CHALLENGE
Reproduce the data below in full, substituting "marker point" for every occurrence of "keypoint" and leaving everything else unchanged.

== SUPPLIED DATA ==

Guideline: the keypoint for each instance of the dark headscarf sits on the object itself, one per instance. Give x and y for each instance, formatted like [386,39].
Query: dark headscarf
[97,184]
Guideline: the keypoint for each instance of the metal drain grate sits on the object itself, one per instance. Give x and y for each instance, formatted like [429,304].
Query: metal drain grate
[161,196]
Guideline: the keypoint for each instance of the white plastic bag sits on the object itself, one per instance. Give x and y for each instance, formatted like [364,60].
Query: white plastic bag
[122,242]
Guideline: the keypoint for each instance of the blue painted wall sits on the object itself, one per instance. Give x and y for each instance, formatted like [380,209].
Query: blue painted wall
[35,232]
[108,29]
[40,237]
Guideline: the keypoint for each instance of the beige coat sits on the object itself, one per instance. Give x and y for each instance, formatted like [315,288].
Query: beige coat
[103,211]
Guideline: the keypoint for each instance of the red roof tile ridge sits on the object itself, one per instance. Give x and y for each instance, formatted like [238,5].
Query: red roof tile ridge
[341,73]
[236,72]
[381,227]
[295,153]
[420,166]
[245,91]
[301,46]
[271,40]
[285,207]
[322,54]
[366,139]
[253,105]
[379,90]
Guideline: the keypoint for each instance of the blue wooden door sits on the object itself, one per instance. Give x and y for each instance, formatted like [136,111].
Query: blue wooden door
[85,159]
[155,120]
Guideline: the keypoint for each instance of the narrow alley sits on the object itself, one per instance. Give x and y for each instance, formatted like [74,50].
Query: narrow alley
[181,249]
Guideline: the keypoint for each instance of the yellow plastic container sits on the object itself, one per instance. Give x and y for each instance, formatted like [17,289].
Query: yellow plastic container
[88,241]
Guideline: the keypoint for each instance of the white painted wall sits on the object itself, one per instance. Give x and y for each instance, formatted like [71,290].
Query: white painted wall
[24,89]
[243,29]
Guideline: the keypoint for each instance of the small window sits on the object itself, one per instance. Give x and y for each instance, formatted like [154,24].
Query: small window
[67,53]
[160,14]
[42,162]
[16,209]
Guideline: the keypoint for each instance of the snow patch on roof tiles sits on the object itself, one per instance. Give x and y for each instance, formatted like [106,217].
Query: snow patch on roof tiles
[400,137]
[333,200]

===

FULL RESPONSE
Guideline: the marker point for each instance of the dark headscarf sits on the object itself, one per instance. Give x and y for each instance, formatted like [386,39].
Query: dark headscarf
[97,184]
Guideline: the marker point for each instance of the metal drain grate sits on the object itself, one per instance. Give x and y for each instance, formatted like [429,304].
Query: metal drain grate
[161,196]
Guideline: the marker point for each instance of the white plastic bag sits on the object itself, one per instance. Give x and y for each instance, formatted like [364,60].
Query: white plastic bag
[122,242]
Guideline: the marker point for each instance of the blue painted wall sits on the object itself, one per instance. Give x and y for each instance, formatted like [380,209].
Query: blue painted wall
[35,232]
[108,29]
[40,237]
Guideline: the marker point for each instance of the beige coat sits on the object itself, one per instance. Give x and y for each instance, formatted like [315,288].
Query: beige coat
[103,211]
Guideline: the marker point for each instance of the red roof tile ridge sits on the object itself, one per instance. Give x and y for each instance, formatted like [238,5].
Query: red roof tile ridge
[341,73]
[236,72]
[381,227]
[295,153]
[420,166]
[245,91]
[301,46]
[271,40]
[285,207]
[322,54]
[366,139]
[253,105]
[379,90]
Guideline: the marker point for each instance of the blue wooden door sits on the object itself, one per instance. Give x and y for each instance, formatted like [136,111].
Query: blue wooden door
[85,159]
[155,120]
Guideline: the marker point for each instance of the narrow alley sits on the object itself, one per instance. Give x and y for each instance, formatted like [74,50].
Query: narrow alley
[181,249]
Guideline: the marker point for each instance of the yellow plastic container sits on the object itself, one per instance. Give x and y for each instance, formatted like [17,289].
Query: yellow plastic container
[88,241]
Guideline: the marker point for each instance of the white painted wall sits on the object itself, one per instance. Give x and y for each instance, formatted like [71,290].
Query: white painted wall
[24,89]
[243,29]
Guideline: the marker point for each instance of the small window sits on the object itself, one per instance. Give x and y for each instance, formatted like [154,24].
Query: small window
[67,53]
[160,14]
[42,162]
[16,209]
Guideline: the marker point for each instance of the snow patch on roof tiles sits on the object itself, one per instance. Give x and y for each instance, formatted like [106,217].
Query: snow patch on roof tiles
[400,137]
[333,200]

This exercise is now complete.